What Were Some Of The Best 1980s Cereals?

1980s cereals

Do you remember being that kid in the supermarket pleading for your dream breakfast cereal like your life depended on it?

The breakfast cereals of the 1980s ushered in a whole new era of products that were highly desired by kids. An explosion of cereal varieties and characters, along with great advertising campaigns, made these breakfast cereals as coveted as some toys.

You can listen to the podcast version about 1980s cereals, or if you like to listen with your eyes you can read on!

The Brave New World Of 1980s Breakfast Cereals

If you grew up like me you probably were very rarely allowed sugary junk cereal. Anything that came from a brightly colored box with some sort of cartoon on it was not going to be making it into my bowl. I took this worse than some countries that lose their independence.

We were raised on the standard Cheerios, Cornflakes, Weetabix, and, if we were lucky, Honey Nut Cheerios. That’s as extravagant as our cereal choices were. A lot of the things I was seeing in commercials could not really even be considered foods. They were more facsimile foods, but that didn’t matter because I wanted them more than life itself.

Seeing Cookie Crisp commercials when you were younger was borderline abuse knowing that I would never get to have cookies for breakfast. To me, this was the very definition of utopia. A big thing would happen in the summers however when we would head north to the cabin. Our whole family would be up there sharing these cottages and my aunts and uncles were in charge of the food.

To do:
1. Collect every line of the listing below that contains the string "winding".
2. Write the next part of the piece on 1980s cereals above, picking up right after its final sentence.

Data lines:

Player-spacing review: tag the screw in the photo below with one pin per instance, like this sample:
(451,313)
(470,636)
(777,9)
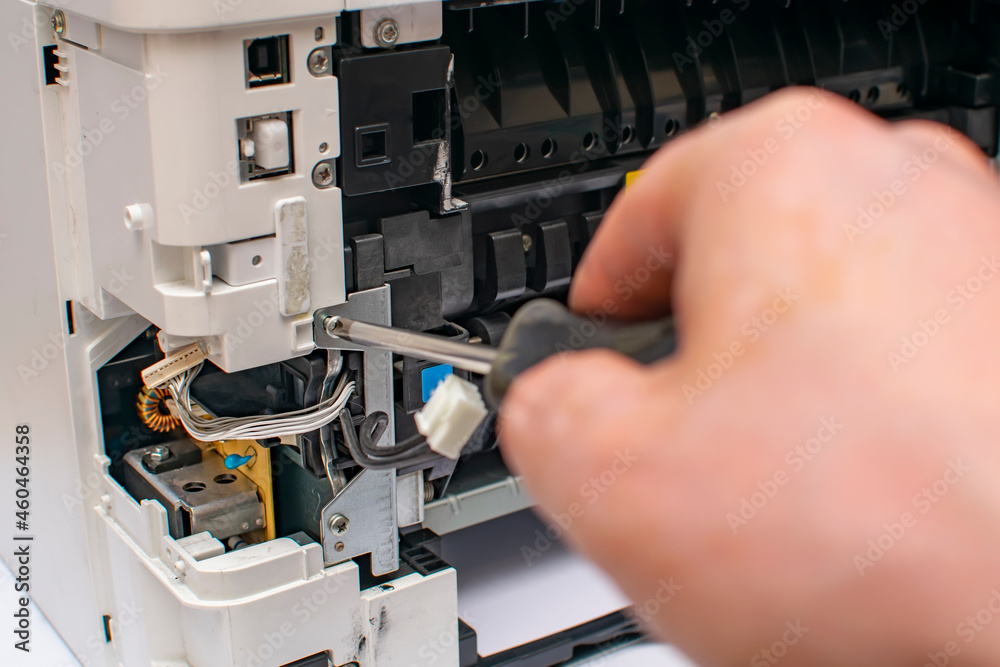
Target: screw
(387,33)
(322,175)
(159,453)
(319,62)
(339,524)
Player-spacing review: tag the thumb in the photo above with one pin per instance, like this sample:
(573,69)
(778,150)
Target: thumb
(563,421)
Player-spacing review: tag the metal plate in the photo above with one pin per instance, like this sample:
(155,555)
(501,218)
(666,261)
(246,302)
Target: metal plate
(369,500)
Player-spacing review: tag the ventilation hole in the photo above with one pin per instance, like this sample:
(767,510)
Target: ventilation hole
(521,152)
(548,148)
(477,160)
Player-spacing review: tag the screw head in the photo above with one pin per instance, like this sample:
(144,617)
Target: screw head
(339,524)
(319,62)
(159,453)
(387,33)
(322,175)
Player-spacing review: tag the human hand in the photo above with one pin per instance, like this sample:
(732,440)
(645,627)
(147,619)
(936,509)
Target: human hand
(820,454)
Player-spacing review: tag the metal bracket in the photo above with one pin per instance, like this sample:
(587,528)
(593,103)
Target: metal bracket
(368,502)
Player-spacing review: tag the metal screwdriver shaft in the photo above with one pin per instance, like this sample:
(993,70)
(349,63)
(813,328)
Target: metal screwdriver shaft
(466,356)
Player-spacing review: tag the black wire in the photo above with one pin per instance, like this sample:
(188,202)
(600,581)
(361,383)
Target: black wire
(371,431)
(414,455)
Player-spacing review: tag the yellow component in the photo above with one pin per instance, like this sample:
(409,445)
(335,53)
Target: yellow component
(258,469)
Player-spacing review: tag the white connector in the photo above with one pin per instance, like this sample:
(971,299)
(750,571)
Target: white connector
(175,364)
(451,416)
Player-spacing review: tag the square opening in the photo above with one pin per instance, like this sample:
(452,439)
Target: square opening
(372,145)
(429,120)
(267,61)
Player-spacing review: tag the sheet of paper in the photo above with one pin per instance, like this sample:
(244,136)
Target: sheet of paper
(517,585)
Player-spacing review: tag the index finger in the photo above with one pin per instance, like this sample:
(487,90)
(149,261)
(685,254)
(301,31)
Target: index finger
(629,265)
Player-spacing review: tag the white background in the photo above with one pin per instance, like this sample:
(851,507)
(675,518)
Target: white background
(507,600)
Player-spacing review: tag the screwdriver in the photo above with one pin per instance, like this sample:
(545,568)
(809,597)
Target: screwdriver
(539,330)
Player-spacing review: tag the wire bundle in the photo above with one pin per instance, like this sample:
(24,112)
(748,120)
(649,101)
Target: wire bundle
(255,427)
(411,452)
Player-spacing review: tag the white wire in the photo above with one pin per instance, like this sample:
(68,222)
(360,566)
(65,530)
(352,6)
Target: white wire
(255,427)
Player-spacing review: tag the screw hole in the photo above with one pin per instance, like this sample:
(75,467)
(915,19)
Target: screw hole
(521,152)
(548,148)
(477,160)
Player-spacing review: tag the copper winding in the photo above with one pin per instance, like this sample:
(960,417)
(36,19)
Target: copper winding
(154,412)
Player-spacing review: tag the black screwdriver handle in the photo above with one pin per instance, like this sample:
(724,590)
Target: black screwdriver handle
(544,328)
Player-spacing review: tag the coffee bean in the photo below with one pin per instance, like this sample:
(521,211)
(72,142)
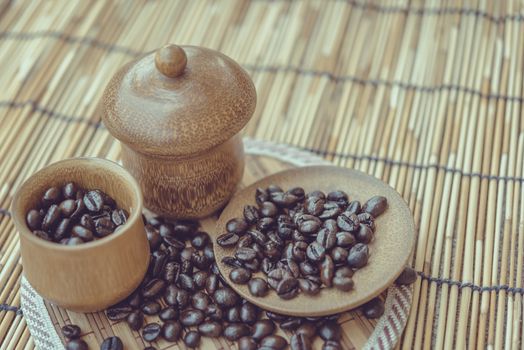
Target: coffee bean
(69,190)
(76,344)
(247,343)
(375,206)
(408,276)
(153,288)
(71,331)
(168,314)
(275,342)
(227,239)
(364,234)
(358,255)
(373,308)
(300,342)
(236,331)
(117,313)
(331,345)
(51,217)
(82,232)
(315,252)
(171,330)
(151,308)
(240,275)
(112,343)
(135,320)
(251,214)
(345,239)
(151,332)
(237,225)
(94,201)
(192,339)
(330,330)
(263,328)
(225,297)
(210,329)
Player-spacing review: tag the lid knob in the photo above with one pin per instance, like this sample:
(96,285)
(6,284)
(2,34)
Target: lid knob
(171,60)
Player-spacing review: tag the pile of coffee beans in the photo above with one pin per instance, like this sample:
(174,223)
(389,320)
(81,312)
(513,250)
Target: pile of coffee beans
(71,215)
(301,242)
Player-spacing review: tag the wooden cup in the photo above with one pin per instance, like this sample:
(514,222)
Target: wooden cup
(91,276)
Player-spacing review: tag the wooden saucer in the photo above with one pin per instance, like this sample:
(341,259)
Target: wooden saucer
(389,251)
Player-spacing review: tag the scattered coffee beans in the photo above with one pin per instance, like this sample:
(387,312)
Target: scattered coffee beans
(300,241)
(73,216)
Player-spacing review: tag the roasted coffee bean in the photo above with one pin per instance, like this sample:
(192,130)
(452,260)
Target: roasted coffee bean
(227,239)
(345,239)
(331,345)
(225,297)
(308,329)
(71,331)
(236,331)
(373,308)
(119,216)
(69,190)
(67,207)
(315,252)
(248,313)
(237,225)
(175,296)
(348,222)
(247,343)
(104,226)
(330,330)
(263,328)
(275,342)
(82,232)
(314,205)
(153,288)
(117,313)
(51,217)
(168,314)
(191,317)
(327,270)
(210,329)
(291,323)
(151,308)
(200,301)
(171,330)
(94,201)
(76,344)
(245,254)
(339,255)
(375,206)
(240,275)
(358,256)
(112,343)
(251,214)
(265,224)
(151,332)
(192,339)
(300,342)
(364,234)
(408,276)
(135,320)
---
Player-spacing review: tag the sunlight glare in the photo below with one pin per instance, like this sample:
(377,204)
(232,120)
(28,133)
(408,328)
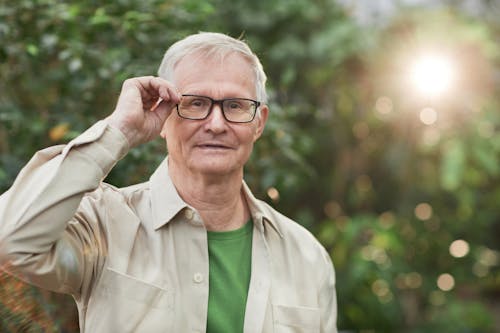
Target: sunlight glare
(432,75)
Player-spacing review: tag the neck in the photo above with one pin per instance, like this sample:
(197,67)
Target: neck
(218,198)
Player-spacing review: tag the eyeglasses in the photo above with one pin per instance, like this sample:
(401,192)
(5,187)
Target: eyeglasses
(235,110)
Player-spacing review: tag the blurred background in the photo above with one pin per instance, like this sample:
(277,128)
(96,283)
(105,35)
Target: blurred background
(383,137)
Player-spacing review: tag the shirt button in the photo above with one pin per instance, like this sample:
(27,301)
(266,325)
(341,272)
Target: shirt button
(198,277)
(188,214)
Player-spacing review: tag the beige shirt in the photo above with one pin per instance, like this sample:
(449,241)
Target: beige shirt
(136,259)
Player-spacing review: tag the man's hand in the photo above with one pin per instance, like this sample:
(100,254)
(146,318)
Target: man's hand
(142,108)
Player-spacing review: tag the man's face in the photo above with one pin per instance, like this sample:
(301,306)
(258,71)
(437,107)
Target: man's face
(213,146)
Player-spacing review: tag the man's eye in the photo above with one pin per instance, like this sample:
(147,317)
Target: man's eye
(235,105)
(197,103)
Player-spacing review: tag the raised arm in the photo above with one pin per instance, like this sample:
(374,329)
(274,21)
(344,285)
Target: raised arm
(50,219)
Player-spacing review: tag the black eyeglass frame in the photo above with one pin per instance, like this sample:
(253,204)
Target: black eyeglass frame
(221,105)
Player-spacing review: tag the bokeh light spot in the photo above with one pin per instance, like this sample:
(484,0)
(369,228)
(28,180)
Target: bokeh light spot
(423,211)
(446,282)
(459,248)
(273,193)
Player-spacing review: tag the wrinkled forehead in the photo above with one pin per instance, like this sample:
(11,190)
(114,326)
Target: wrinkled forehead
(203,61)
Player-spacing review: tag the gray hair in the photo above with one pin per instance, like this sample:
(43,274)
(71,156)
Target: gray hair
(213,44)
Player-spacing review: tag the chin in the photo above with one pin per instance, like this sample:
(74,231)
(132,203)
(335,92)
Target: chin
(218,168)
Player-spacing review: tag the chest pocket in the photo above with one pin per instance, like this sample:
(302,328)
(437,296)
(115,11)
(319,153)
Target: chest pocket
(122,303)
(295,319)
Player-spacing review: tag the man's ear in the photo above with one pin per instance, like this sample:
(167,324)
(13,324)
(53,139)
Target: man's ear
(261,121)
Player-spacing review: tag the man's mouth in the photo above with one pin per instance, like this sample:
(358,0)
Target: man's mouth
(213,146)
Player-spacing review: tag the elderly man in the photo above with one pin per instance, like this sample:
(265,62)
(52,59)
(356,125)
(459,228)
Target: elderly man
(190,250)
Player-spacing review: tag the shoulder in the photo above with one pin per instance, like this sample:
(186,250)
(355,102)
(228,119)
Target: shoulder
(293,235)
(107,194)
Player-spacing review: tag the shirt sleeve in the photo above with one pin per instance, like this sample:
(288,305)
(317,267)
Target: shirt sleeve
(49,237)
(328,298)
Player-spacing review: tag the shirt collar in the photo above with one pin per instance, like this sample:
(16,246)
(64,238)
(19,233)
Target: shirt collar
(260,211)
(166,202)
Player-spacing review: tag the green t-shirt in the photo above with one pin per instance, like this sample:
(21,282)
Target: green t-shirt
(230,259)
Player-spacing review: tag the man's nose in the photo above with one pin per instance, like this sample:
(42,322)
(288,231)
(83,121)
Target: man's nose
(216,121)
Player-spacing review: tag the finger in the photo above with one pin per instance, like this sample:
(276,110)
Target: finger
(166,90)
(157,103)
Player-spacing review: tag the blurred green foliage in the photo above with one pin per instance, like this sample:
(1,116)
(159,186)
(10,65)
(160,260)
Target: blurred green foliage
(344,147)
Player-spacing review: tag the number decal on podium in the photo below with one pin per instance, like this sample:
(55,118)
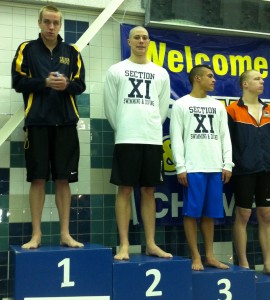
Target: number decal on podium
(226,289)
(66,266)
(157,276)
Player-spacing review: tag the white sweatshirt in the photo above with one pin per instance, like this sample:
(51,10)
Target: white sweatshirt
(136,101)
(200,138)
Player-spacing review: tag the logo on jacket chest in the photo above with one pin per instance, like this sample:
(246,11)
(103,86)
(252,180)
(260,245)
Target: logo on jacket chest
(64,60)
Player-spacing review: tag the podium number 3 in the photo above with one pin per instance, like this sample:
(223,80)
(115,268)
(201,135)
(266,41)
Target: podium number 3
* * *
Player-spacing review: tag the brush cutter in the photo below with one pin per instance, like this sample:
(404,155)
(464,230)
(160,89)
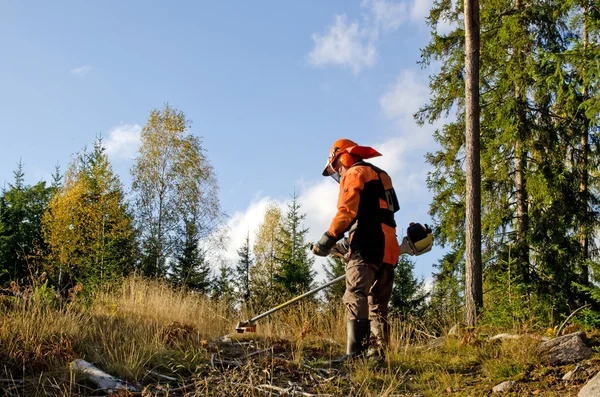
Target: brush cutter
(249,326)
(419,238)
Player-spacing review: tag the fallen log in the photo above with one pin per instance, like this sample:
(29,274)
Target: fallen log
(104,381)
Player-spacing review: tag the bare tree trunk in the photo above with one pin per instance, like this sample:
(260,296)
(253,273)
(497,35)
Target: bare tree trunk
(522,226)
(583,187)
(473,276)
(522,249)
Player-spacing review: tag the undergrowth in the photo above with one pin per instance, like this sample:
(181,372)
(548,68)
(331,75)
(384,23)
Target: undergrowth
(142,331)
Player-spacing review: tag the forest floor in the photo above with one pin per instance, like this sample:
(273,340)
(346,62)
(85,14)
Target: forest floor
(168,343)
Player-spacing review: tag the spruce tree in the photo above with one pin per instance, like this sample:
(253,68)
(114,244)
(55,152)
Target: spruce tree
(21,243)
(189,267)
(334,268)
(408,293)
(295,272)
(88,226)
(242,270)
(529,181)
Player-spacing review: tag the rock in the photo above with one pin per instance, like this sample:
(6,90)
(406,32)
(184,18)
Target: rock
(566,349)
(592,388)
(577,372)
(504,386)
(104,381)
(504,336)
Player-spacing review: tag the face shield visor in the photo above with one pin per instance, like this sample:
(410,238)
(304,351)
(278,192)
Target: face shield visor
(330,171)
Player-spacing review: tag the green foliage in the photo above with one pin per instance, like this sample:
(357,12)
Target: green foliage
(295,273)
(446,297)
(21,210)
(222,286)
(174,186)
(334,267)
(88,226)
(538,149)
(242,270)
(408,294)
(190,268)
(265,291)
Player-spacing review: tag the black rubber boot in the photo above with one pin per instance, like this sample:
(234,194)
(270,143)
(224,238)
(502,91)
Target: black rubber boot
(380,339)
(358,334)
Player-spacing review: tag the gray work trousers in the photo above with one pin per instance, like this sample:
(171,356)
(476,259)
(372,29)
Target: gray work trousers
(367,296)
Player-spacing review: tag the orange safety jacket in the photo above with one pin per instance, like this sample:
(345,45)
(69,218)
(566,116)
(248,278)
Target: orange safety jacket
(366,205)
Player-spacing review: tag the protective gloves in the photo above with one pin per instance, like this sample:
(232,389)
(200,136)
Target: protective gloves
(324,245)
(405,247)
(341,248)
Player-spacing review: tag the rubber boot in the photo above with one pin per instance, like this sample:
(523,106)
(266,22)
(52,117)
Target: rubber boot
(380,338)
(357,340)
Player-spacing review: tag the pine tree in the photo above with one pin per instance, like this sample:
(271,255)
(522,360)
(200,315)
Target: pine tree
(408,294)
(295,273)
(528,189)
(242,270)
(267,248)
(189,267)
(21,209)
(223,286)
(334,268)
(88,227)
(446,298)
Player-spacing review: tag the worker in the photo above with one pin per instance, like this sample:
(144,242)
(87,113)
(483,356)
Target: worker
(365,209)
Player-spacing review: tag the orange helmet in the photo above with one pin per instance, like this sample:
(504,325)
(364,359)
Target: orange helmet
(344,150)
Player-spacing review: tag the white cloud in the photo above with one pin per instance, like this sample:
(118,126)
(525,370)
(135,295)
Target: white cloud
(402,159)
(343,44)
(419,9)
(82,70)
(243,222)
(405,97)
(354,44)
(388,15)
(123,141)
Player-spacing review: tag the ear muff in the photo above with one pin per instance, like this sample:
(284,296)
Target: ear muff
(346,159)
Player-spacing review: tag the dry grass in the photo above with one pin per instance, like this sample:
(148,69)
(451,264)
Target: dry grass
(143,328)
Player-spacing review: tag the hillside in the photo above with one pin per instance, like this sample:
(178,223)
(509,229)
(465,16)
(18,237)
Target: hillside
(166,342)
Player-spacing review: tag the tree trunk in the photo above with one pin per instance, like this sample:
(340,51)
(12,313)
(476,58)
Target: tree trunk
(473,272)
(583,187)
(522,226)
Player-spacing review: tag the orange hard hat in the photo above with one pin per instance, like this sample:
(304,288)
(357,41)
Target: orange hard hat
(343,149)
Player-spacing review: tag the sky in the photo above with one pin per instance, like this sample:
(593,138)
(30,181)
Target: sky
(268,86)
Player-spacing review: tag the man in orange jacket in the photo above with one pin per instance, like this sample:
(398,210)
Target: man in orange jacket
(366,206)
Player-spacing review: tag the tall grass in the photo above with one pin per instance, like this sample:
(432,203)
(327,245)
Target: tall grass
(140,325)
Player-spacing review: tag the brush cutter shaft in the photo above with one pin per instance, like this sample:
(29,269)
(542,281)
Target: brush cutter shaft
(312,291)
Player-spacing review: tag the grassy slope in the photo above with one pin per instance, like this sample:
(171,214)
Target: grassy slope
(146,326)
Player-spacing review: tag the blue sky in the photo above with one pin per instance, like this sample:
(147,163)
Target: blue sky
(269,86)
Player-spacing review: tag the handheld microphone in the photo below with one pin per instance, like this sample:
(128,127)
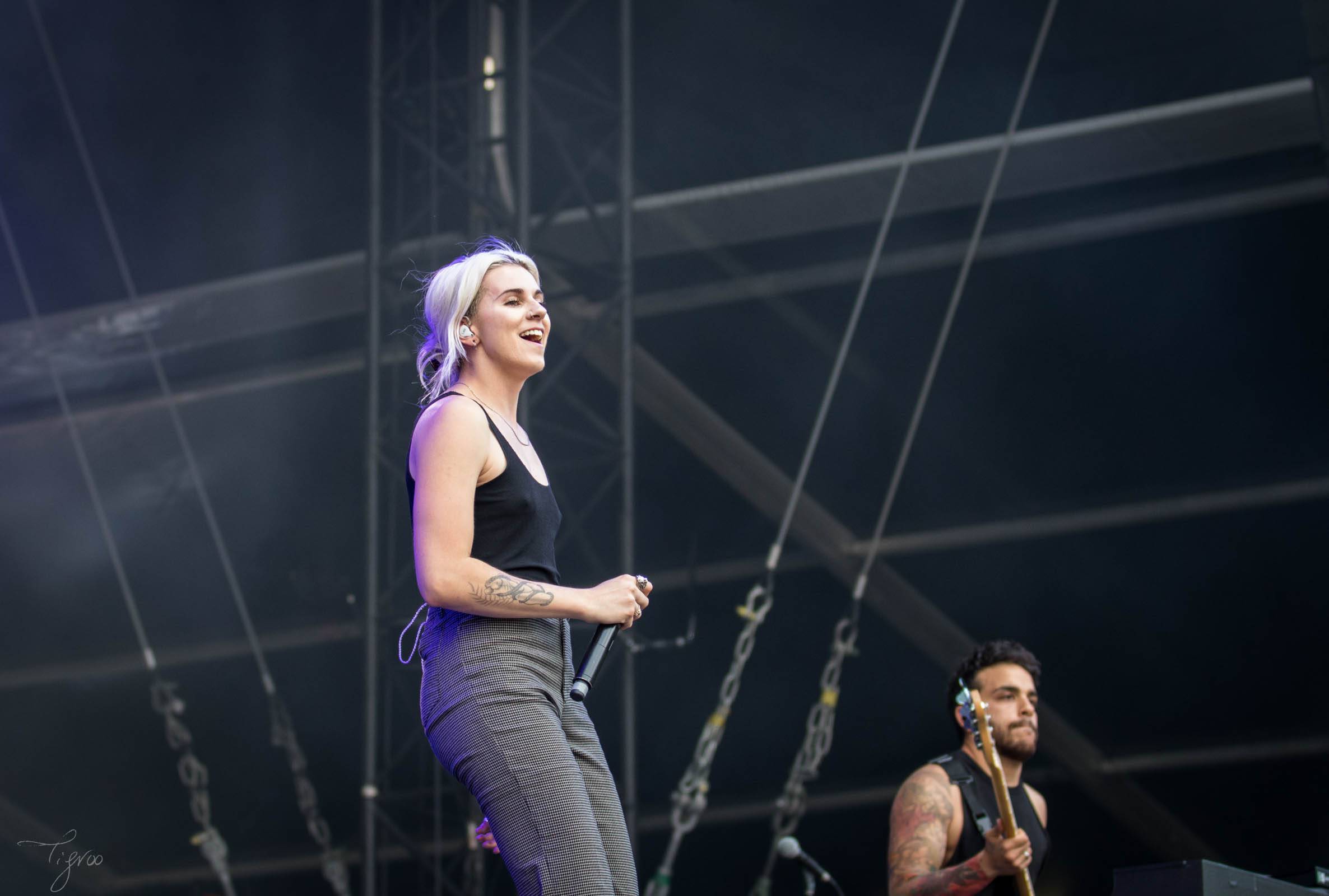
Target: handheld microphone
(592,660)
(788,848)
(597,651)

Task-by-task answers:
1.
Player-spacing review: tag the copper winding in the photo above with one pin per instance, like this sample:
Target: copper winding

2.
I remember almost passing out the day I saw a box of Corn Pops and Fruity Pepples on the countertop. For 9 year old me this was my dream come true. The problem for these brands was that they were 100% targeted to kids and really had no hope of cornering the adult market. Except for maybe stoned college students.

The top-selling breakfast cereals have always generally been:

  • Honey Nut Cheerios
  • Frosted Flakes
  • Honey Bunches of Oats
  • Cheerios
  • Cinnamon Toast Crunch
  • Special K
  • Mini Wheats
  • Lucky Charms

For an ‘80s kid, there are a few gold choices in there specifically Cinnamon Toast Crunch and Lucky Charms. Adults though were the main ones buying cereals but heading into the ‘80s that would change.

The Very Real Effect Of Pester Power

A kid begging and pleading for anything from a cereal to a toy can actually be very successful and it’s called “pester power“. As much as many parents don’t want to admit it, they at many times have given in to the demands of a whining child. In most cases it’s just to shut them up but children determine a HUGE part of a families spending. The most notable areas being where the family will eat, where they go on vacation, and what food products they buy.

Manufacturers are aware of this and aim to direct advertising to children as they know they are the ones that can influence a lot of the family’s purchases. McDonald’s spends more money advertising the Happy Meal than they do on adolescents and adults. And it works.

Cereal companies, and many other manufacturers, are big on using cartoon animals in their products due to the effect of anthropomorphism. This is when animals, especially cute cartoony ones, take on human traits. This really draws in children and creates a strong association with the character and ultimately the product.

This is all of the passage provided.